**** MATERIAL SUPPLIED
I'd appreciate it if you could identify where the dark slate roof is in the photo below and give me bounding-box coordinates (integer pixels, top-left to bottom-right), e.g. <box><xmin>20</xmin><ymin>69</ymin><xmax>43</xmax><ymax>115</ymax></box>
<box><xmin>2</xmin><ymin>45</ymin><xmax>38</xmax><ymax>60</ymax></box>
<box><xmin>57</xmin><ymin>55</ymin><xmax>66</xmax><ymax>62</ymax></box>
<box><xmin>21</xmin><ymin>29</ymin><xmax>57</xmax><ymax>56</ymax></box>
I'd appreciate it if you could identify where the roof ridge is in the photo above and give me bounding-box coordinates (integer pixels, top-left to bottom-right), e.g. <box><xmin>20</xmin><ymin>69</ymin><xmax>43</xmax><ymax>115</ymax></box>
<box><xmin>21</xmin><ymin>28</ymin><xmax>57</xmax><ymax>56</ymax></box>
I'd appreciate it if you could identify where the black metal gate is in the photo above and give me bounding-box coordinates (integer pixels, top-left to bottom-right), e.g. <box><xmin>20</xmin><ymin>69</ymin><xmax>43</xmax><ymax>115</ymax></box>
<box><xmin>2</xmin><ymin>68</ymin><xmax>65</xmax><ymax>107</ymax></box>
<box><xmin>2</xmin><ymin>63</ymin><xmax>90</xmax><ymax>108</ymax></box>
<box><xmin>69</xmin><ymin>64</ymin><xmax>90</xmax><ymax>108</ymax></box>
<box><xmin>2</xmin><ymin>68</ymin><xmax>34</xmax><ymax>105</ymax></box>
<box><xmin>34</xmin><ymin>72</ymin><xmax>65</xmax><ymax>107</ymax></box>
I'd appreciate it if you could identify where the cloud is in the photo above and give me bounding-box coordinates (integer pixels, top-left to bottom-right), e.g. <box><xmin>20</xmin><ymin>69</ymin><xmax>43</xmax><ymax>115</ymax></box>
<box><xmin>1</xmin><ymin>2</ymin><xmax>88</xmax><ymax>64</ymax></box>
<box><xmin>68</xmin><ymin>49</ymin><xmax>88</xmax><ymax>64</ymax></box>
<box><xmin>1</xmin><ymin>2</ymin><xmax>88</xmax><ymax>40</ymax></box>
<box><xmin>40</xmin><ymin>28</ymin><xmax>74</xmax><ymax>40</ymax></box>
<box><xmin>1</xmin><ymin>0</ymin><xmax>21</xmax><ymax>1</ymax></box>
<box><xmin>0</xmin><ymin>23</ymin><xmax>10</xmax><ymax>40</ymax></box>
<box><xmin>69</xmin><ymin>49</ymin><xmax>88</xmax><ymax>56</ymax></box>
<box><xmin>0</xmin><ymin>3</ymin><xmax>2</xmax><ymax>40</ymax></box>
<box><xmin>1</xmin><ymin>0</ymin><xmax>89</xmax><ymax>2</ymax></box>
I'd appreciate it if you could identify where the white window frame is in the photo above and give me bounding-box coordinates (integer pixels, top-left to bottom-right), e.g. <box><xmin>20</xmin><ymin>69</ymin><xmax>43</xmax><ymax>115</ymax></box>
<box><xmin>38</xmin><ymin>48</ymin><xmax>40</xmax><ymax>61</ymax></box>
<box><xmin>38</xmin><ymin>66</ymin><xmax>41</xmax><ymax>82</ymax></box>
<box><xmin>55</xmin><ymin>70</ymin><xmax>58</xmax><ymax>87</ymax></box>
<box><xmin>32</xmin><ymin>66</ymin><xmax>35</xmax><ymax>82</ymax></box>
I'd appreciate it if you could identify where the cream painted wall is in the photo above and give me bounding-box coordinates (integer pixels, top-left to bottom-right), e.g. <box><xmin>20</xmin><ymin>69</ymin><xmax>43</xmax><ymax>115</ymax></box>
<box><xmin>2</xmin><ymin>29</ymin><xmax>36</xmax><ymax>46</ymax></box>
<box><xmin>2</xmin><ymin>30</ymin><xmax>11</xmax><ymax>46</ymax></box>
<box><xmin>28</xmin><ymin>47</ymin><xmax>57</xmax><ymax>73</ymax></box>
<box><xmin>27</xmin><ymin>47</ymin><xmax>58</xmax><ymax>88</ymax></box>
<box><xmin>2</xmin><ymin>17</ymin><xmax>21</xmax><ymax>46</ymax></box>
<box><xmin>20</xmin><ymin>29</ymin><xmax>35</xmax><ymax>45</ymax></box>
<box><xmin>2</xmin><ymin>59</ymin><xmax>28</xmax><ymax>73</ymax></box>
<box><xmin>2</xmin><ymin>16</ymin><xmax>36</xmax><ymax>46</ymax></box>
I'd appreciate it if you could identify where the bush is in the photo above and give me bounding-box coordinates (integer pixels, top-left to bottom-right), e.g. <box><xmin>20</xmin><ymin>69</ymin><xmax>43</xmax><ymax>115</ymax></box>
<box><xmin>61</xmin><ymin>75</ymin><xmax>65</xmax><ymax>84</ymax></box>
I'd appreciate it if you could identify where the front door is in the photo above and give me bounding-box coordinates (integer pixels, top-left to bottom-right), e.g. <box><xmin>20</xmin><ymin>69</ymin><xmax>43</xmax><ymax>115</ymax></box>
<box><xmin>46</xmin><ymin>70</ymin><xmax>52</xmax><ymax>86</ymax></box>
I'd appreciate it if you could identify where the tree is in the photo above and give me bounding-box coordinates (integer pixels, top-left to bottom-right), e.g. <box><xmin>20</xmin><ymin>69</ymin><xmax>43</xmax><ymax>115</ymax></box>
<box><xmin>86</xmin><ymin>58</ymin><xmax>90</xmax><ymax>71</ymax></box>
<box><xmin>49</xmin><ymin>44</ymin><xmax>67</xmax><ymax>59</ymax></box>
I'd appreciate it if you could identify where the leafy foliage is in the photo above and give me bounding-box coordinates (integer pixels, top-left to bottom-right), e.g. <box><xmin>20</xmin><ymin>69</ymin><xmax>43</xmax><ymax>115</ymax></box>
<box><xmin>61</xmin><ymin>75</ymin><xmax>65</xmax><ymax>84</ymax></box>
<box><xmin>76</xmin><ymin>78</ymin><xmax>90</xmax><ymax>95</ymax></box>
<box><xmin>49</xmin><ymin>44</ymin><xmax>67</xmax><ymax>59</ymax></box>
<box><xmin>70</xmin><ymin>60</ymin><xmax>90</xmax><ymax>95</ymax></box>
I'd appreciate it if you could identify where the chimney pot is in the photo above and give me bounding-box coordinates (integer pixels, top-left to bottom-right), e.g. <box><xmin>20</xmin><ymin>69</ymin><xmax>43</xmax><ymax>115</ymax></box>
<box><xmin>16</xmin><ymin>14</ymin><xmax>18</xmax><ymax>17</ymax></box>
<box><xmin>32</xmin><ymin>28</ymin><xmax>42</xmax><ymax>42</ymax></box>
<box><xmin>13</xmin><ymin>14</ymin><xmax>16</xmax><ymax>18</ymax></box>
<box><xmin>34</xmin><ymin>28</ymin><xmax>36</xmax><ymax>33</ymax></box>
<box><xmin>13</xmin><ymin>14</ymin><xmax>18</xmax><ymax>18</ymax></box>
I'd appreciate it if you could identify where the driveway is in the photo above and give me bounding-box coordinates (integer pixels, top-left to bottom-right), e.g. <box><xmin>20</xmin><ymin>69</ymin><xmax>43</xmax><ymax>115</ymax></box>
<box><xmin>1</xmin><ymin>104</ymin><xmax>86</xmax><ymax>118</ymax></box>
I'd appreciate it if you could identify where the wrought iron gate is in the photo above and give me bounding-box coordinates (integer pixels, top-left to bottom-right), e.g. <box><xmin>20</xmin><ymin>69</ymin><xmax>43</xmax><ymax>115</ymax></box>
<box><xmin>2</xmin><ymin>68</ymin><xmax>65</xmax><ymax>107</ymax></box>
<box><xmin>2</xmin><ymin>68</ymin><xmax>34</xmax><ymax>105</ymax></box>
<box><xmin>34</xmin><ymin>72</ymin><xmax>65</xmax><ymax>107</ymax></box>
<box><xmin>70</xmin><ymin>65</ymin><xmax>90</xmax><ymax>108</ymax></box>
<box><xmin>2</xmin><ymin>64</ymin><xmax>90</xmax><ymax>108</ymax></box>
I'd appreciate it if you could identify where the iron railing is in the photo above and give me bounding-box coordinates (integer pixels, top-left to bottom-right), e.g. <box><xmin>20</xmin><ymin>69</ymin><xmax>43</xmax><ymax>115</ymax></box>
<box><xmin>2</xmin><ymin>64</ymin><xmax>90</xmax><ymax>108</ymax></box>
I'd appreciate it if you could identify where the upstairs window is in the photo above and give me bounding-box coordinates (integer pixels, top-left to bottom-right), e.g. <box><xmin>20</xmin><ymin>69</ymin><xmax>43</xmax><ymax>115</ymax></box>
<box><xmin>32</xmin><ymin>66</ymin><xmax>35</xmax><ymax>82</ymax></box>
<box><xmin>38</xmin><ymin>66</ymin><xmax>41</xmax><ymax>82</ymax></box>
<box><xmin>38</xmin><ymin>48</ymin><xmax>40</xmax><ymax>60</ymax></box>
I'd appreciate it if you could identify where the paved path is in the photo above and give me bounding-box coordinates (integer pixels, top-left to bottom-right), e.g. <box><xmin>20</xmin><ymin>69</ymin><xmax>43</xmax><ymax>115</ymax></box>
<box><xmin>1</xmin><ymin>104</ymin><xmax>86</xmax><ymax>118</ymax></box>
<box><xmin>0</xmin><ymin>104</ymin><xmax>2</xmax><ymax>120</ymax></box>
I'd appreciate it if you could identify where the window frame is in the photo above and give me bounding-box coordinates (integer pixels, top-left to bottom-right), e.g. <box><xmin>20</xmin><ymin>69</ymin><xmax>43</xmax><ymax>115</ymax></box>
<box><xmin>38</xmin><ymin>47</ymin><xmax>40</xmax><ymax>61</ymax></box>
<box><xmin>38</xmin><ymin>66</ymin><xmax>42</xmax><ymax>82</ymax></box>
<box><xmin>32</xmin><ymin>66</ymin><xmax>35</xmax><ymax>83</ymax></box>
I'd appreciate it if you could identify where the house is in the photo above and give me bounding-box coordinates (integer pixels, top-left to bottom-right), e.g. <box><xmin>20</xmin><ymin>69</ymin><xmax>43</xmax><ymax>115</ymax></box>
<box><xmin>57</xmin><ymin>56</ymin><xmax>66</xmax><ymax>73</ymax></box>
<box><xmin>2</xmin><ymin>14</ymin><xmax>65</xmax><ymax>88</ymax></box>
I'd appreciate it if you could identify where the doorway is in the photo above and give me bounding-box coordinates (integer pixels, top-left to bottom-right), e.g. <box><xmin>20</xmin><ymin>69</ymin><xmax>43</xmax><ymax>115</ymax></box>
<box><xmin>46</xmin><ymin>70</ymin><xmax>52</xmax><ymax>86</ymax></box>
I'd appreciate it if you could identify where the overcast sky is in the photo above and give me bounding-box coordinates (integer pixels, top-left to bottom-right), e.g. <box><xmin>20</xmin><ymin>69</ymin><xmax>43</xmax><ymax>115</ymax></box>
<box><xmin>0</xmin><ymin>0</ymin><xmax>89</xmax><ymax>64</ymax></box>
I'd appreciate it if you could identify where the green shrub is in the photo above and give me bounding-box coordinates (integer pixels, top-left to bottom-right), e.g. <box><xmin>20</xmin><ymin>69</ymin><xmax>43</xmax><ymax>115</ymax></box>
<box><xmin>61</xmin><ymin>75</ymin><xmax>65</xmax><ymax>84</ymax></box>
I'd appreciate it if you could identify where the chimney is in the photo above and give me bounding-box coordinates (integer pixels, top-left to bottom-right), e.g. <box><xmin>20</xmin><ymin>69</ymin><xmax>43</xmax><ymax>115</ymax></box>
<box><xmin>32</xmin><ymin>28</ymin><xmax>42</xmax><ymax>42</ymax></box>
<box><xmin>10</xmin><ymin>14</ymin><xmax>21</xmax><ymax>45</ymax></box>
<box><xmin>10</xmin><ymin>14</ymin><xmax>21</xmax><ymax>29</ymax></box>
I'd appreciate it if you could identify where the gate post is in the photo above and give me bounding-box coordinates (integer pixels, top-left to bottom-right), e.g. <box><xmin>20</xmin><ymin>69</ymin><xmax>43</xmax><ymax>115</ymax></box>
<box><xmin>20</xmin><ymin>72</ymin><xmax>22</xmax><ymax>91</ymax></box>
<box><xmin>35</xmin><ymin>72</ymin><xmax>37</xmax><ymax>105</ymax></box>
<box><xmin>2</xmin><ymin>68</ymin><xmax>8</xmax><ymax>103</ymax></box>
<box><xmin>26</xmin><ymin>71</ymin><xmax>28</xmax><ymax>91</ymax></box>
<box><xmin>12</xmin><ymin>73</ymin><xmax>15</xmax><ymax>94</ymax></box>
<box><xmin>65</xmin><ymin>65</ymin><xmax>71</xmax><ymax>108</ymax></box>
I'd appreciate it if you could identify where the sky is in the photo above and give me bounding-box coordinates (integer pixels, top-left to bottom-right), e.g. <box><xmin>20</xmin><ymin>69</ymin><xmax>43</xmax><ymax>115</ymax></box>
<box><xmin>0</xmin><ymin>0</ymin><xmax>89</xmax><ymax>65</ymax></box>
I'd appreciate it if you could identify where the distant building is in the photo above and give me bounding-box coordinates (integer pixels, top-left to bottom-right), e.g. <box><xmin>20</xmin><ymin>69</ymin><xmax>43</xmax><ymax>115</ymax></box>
********
▶ [WHAT YOU NEED TO DO] Starting with the line that holds "I'd appreciate it if you could identify where the overcast", copy each remaining line of the listing above exactly, through the last one.

▶ [SOLUTION FOR THIS PROBLEM]
I'd appreciate it if you could identify where the overcast sky is in the photo above and give me bounding-box coordinates (integer pixels, top-left to bottom-right), e.g. <box><xmin>20</xmin><ymin>69</ymin><xmax>43</xmax><ymax>115</ymax></box>
<box><xmin>0</xmin><ymin>0</ymin><xmax>89</xmax><ymax>64</ymax></box>
I'd appreciate it if you could identify where the green shrub is in the photo above and give me bounding-box coordinates (integer pixels, top-left to bottom-right), e.g. <box><xmin>20</xmin><ymin>69</ymin><xmax>43</xmax><ymax>115</ymax></box>
<box><xmin>61</xmin><ymin>75</ymin><xmax>65</xmax><ymax>84</ymax></box>
I'd appreciate it if you could identify where the chimney is in the photo above and give me bounding-box coordinates (integer pixels, top-left to bottom-right), e.g. <box><xmin>20</xmin><ymin>69</ymin><xmax>43</xmax><ymax>115</ymax></box>
<box><xmin>32</xmin><ymin>28</ymin><xmax>42</xmax><ymax>42</ymax></box>
<box><xmin>10</xmin><ymin>14</ymin><xmax>21</xmax><ymax>45</ymax></box>
<box><xmin>10</xmin><ymin>14</ymin><xmax>21</xmax><ymax>29</ymax></box>
I'd appreciate it if you could identify where the gate post is in the photo above and give me bounding-box coordinates (integer pixels, top-left to bottom-right), e.g. <box><xmin>20</xmin><ymin>69</ymin><xmax>43</xmax><ymax>115</ymax></box>
<box><xmin>20</xmin><ymin>72</ymin><xmax>22</xmax><ymax>91</ymax></box>
<box><xmin>35</xmin><ymin>72</ymin><xmax>37</xmax><ymax>105</ymax></box>
<box><xmin>2</xmin><ymin>68</ymin><xmax>8</xmax><ymax>103</ymax></box>
<box><xmin>26</xmin><ymin>71</ymin><xmax>28</xmax><ymax>91</ymax></box>
<box><xmin>12</xmin><ymin>73</ymin><xmax>15</xmax><ymax>94</ymax></box>
<box><xmin>65</xmin><ymin>65</ymin><xmax>71</xmax><ymax>108</ymax></box>
I'd appreciate it if you could identify where the sky is in the photo above and give me bounding-box coordinates (integer pixels, top-left to bottom-right), e.g. <box><xmin>20</xmin><ymin>69</ymin><xmax>43</xmax><ymax>115</ymax></box>
<box><xmin>0</xmin><ymin>0</ymin><xmax>89</xmax><ymax>65</ymax></box>
I'd appreciate it if you could identify where the distant building is in the photo above and give me bounding-box coordinates (integer pixels, top-left to bottom-right), e.g. <box><xmin>20</xmin><ymin>69</ymin><xmax>43</xmax><ymax>115</ymax></box>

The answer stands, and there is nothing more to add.